◆ **Task statement**
Retype each line of the entries below word for word, leaving out the pictures.

— START OF Records to use —

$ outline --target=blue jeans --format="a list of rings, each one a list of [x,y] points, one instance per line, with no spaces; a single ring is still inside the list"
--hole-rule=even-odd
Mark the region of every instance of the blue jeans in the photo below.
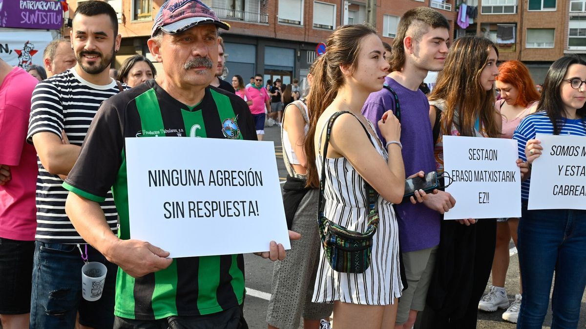
[[[80,245],[85,252],[84,245]],[[114,325],[114,293],[118,266],[88,245],[88,261],[108,269],[102,297],[88,301],[81,297],[81,259],[74,244],[36,241],[30,297],[30,328],[73,328],[79,323],[96,329]]]
[[[540,328],[551,296],[551,329],[578,325],[586,287],[586,211],[527,210],[519,223],[523,302],[517,328]]]

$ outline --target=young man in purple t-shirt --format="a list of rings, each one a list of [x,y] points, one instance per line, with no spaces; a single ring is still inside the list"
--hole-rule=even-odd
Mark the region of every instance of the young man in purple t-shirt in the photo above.
[[[401,143],[405,173],[435,170],[430,104],[419,90],[429,71],[441,71],[448,53],[449,24],[437,11],[420,7],[401,18],[390,56],[391,72],[386,83],[397,93],[401,107]],[[372,122],[389,109],[396,111],[395,99],[386,88],[373,92],[362,113]],[[378,131],[379,136],[386,141]],[[440,244],[440,214],[454,207],[447,192],[429,194],[423,204],[404,202],[396,207],[399,241],[408,287],[399,300],[396,328],[410,328],[417,312],[423,310]]]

— END OF Records to use —

◆ **Expected output**
$ outline --target=blue jeans --format="a list of rings, each one a list of [x,y] points, one instance per line, with no spaces; a single ring is still inside the list"
--hole-rule=even-odd
Mark the region of every instance of the blue jeans in the photo below.
[[[80,245],[85,252],[84,245]],[[114,325],[114,293],[118,266],[88,245],[88,261],[108,269],[102,297],[88,301],[81,297],[81,259],[74,244],[36,241],[30,297],[30,328],[73,328],[79,323],[96,329]]]
[[[540,328],[551,296],[551,329],[578,325],[586,287],[586,211],[527,210],[519,223],[523,302],[517,328]]]

$ outline --target=young man in purple t-shirt --format="a list of rings, each one a list of [x,y] points, one instance per line, with no spaces; a single ring is still inside the list"
--hole-rule=even-odd
Mark the region of every instance of the young man in purple t-shirt in the photo above.
[[[401,143],[405,173],[435,170],[430,104],[419,90],[429,71],[441,71],[448,53],[449,24],[437,11],[420,7],[401,18],[390,56],[391,72],[386,83],[397,93],[401,107]],[[372,122],[389,109],[396,111],[395,99],[386,88],[373,92],[362,113]],[[378,131],[379,136],[386,141]],[[440,244],[440,214],[454,207],[447,192],[429,194],[423,204],[404,202],[396,207],[399,241],[408,287],[399,300],[396,328],[410,328],[417,312],[423,310]]]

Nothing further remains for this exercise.